start Text

South Africa is facing an economic crisis like no other.
With rumours of South Africa’s rating approaching junk status and the Rand depreciating faster (54% against the US$ in the last 5 years) than the rate at which President Zuma goes through finance ministers, our financial future is looking bleak.
So, word that the South African economy is struggling isn’t exactly hot off the press.
The State of the Nation
If you’re serious about making a return on your investments, you’ll need to come to terms with the idea that keeping your funds on our shores isn’t likely to yield the kind of return you seek.
When the people or entities you trust with your future cannot (or will not) protect it in the face of disaster, you need a backup plan. Question is, do you have one?
Currently, South Africa contributes to about 1% of the global GDP – possibly even less. In 2015, it was reported that the Rand was ranked the third worst performing currency for the year, and shows little sign of improving.

end Text
start Excerpted data

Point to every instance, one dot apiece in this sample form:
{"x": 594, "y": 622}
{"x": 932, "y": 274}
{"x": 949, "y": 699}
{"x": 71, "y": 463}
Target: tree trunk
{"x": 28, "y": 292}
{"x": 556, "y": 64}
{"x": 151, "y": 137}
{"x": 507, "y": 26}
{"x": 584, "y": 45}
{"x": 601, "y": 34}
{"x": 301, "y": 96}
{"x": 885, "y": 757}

end Excerpted data

To be done: Please retype the South African economy text above word for word, from start to finish.

Written solution:
South Africa is facing an economic crisis like no other.
With rumours of South Africa’s rating approaching junk status and the Rand depreciating faster (54% against the US$ in the last 5 years) than the rate at which President Zuma goes through finance ministers, our financial future is looking bleak.
So, word that the South African economy is struggling isn’t exactly hot off the press.
The State of the Nation
If you’re serious about making a return on your investments, you’ll need to come to terms with the idea that keeping your funds on our shores isn’t likely to yield the kind of return you seek.
When the people or entities you trust with your future cannot (or will not) protect it in the face of disaster, you need a backup plan. Question is, do you have one?
Currently, South Africa contributes to about 1% of the global GDP – possibly even less. In 2015, it was reported that the Rand was ranked the third worst performing currency for the year, and shows little sign of improving.